[Data under study]

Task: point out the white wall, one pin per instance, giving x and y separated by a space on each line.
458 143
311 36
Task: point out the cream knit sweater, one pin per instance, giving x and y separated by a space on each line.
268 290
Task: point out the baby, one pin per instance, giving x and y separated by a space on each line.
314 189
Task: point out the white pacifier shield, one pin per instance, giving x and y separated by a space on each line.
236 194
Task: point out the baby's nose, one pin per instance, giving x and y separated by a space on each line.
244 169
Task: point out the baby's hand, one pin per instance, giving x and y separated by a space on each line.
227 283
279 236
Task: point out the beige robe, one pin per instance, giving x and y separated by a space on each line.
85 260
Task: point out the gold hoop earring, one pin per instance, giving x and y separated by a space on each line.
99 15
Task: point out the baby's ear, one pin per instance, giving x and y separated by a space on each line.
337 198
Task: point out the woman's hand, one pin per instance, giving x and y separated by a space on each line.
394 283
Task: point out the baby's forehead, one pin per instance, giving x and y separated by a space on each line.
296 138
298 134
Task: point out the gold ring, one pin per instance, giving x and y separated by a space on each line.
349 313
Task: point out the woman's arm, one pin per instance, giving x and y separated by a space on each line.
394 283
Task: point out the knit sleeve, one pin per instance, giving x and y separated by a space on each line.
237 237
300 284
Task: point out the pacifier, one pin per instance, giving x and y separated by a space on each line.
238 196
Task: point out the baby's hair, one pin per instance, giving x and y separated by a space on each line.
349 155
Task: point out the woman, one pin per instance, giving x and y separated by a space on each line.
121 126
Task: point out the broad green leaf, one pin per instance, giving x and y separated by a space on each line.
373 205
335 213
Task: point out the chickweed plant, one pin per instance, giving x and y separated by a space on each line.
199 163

[/Data under study]
[Data under study]

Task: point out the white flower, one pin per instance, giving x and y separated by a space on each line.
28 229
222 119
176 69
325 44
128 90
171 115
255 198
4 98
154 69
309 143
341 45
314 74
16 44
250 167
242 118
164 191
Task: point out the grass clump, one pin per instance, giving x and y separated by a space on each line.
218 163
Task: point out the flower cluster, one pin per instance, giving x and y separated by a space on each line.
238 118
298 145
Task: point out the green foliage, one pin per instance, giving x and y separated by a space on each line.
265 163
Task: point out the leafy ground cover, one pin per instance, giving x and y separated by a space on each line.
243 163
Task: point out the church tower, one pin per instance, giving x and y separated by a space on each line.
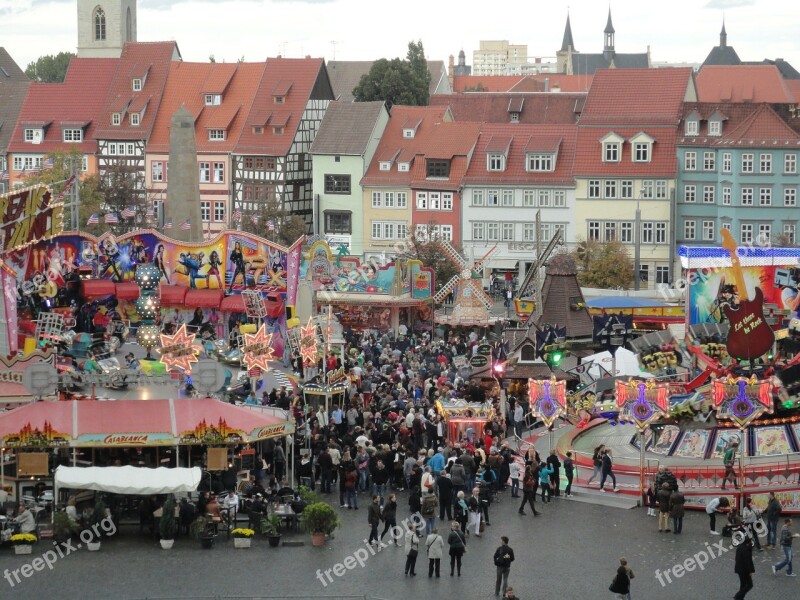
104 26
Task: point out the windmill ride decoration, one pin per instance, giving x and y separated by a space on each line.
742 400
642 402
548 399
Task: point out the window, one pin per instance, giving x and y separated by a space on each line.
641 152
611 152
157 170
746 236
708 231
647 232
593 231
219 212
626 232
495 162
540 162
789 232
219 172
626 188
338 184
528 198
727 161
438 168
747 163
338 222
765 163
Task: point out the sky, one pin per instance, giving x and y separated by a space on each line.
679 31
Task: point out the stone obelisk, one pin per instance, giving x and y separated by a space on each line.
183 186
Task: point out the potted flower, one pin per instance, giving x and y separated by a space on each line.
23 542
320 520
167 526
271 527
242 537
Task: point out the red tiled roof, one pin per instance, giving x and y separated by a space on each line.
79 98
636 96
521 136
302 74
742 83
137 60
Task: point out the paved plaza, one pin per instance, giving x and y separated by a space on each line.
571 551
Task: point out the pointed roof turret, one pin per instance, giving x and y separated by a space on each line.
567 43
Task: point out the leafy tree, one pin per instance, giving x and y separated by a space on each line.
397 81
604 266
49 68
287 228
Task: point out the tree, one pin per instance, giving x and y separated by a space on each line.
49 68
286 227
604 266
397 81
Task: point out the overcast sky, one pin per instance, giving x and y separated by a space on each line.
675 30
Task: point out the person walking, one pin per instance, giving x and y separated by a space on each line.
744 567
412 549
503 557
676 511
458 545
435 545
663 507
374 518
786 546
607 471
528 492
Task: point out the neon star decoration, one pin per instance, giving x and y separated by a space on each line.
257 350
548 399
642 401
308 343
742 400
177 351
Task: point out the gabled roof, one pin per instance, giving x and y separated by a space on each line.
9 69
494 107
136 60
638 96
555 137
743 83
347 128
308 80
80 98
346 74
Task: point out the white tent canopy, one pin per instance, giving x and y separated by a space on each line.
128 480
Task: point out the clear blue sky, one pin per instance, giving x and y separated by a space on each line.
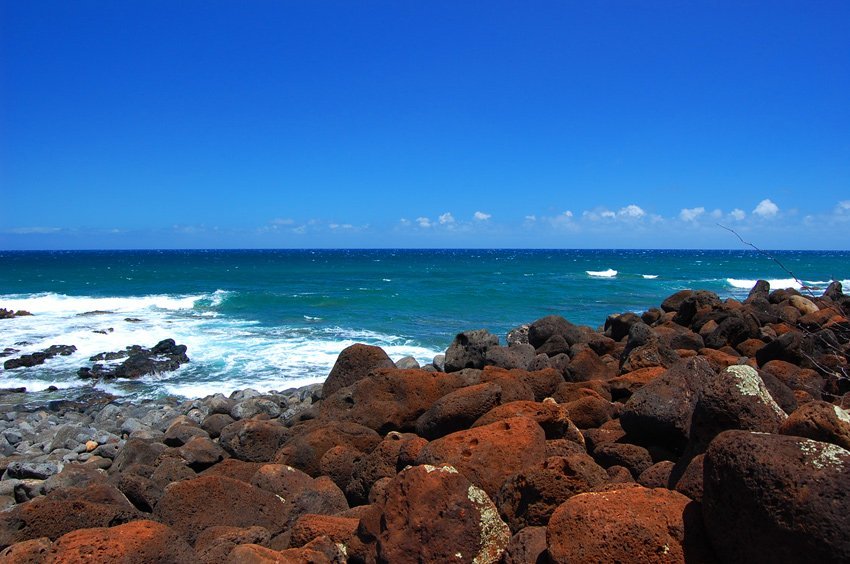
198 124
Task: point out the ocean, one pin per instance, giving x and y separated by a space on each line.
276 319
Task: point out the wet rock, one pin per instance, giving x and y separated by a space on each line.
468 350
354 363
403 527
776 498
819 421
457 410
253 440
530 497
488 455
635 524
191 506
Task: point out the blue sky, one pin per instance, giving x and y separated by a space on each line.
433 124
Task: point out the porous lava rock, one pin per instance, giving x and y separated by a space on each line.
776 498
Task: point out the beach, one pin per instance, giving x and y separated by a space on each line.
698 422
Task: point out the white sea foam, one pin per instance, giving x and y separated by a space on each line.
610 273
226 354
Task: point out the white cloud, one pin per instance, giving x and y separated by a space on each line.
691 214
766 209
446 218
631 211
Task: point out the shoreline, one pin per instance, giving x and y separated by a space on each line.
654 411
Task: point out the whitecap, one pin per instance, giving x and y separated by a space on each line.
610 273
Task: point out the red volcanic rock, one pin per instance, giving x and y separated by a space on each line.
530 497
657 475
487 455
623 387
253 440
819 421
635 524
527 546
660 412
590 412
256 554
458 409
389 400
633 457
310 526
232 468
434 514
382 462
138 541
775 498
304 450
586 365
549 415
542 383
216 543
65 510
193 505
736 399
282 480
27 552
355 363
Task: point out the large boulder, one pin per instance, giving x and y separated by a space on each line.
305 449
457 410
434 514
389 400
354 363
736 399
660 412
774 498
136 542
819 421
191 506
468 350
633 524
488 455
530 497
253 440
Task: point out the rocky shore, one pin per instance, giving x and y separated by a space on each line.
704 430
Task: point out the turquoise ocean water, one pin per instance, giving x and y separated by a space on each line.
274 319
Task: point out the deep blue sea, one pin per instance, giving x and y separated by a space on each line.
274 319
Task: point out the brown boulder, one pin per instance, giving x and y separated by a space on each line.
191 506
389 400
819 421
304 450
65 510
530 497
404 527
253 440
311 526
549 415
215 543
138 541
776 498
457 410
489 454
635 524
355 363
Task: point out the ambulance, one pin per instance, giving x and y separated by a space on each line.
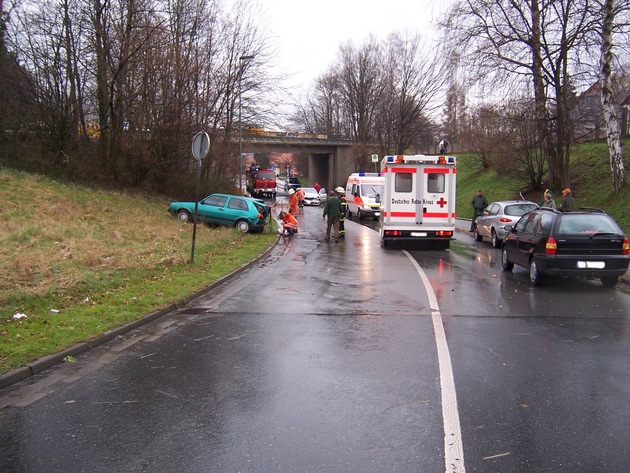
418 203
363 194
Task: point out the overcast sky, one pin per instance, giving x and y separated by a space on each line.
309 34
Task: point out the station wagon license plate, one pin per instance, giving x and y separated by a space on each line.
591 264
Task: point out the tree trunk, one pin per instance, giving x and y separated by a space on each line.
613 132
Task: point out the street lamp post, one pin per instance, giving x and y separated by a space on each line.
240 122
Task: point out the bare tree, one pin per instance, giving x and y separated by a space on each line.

[/Data under study]

* [About this task] Please return only the lines above, starting at the line that has "Task: point out the tree trunk, one" and ending at the line that has "Task: point out the bare", keeping both and leaving each one unchanged.

* [Answer space]
Task: point out the tree trunk, one pin per instance, giving x and y separated by a space on each line.
613 132
Task: point out the street lamp post, one pin per instance, giving x and y separated by a space on each line.
240 122
Task: point out the bare tree, one pin per instance, giving x and y separated by a space on each line.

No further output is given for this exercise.